* _TRY IT_
In the listing below, start your output at the line with "Please find: sandy shore" and end it after the line with "Please find: bird's eye", copying every line exactly.
INPUT DATA: Begin
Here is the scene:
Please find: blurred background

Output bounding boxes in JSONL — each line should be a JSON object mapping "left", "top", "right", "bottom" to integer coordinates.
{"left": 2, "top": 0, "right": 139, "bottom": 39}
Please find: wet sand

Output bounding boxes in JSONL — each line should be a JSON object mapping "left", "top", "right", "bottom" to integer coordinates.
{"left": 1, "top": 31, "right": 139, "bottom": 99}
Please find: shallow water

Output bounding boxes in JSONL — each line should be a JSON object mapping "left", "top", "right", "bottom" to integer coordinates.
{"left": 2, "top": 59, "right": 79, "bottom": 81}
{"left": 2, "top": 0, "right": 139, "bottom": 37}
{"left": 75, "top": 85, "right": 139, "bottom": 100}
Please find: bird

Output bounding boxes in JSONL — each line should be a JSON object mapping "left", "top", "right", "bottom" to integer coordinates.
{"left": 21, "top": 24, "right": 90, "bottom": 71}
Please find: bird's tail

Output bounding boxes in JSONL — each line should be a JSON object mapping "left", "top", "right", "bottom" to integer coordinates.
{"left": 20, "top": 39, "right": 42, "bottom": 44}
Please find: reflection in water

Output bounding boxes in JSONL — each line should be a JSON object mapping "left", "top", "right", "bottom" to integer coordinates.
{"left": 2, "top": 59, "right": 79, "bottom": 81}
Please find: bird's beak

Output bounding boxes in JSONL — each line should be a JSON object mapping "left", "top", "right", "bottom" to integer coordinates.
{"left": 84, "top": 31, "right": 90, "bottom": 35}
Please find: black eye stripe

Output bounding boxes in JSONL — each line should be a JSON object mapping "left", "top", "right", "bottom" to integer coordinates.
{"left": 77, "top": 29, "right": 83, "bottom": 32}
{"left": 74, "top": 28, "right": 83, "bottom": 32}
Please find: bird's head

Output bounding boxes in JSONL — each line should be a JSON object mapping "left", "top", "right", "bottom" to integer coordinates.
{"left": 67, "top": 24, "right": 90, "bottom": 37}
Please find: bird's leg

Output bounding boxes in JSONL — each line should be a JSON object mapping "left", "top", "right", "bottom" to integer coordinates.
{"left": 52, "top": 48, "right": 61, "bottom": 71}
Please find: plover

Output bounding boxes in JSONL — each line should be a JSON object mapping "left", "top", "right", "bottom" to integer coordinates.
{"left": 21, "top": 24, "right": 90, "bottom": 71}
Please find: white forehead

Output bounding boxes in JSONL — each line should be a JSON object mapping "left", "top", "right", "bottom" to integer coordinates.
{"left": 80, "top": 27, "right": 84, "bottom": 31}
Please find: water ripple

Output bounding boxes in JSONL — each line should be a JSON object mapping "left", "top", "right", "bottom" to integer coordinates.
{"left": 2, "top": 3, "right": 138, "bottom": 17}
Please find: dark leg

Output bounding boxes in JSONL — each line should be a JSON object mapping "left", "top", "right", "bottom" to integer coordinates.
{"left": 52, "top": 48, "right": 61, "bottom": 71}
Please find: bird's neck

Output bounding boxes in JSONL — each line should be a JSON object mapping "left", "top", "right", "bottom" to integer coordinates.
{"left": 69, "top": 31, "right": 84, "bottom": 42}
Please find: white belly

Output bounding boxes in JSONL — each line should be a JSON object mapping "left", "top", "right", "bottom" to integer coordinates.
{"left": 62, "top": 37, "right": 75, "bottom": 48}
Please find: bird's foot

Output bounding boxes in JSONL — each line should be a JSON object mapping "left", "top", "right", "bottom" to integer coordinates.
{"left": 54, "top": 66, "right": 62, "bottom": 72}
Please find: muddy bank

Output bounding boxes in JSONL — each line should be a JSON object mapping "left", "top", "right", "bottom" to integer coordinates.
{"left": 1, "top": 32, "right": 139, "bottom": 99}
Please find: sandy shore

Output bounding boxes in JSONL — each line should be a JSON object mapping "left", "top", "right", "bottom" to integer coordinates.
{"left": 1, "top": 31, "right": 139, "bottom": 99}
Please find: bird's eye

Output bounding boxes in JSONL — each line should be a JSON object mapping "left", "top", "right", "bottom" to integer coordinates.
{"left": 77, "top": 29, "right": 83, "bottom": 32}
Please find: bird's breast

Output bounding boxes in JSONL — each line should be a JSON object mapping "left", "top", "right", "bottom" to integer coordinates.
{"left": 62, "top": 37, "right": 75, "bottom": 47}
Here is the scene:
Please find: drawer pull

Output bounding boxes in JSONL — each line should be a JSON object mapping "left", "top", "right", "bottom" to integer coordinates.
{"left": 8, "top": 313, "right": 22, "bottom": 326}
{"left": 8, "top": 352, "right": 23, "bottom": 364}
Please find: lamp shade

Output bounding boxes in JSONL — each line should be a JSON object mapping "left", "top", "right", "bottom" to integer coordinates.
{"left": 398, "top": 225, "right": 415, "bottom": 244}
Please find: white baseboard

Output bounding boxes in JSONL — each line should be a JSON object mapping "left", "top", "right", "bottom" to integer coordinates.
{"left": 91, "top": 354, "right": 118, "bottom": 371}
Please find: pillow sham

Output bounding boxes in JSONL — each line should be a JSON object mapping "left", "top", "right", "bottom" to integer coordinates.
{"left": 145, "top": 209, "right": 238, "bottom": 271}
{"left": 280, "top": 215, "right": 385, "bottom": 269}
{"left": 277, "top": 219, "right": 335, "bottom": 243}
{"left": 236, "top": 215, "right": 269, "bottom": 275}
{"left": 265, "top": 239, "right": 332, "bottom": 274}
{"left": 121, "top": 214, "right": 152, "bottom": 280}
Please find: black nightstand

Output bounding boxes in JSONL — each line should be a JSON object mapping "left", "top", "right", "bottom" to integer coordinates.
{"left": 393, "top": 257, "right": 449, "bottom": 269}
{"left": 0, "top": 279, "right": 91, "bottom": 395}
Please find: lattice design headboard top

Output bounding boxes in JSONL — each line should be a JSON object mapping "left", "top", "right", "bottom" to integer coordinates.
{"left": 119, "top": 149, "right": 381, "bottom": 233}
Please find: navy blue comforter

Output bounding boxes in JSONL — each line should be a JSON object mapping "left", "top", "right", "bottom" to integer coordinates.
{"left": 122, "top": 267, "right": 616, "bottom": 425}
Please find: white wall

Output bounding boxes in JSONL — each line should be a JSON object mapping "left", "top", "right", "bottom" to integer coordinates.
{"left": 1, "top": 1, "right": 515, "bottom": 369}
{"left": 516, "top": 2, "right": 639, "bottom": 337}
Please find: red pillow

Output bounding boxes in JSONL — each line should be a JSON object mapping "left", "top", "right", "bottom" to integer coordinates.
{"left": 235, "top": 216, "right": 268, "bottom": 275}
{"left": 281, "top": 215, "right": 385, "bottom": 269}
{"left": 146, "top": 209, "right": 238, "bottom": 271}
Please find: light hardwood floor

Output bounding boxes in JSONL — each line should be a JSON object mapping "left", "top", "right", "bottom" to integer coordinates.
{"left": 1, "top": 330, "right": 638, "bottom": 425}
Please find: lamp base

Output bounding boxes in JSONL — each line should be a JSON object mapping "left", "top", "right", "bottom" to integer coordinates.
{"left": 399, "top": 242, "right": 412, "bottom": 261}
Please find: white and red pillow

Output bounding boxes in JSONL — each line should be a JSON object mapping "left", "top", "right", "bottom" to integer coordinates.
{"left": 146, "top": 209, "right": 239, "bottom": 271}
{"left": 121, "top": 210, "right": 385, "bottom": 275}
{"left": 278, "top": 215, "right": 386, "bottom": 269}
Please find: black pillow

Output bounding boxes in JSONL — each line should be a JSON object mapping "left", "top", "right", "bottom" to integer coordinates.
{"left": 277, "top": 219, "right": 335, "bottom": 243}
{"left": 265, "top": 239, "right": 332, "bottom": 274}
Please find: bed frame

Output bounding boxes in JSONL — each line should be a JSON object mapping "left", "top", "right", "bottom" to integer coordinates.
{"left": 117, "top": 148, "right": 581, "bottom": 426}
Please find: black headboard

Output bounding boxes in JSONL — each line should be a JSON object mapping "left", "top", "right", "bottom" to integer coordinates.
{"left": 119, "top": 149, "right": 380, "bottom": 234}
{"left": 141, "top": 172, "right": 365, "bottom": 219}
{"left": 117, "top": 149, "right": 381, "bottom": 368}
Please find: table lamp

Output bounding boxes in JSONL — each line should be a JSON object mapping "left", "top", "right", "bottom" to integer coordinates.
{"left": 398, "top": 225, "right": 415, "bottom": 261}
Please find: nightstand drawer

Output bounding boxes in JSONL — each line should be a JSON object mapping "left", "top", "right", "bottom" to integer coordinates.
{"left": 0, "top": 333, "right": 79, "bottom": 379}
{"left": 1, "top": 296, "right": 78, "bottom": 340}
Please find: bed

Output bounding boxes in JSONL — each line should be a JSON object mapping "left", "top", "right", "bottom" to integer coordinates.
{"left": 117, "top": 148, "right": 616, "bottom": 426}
INPUT DATA: End
* _EXERCISE OUTPUT_
Please find: sandy shore

Output bounding boxes in JSONL — each line should be a JSON object mapping "left", "top", "right", "bottom" to integer coordinates.
{"left": 1, "top": 31, "right": 139, "bottom": 99}
Please find: bird's eye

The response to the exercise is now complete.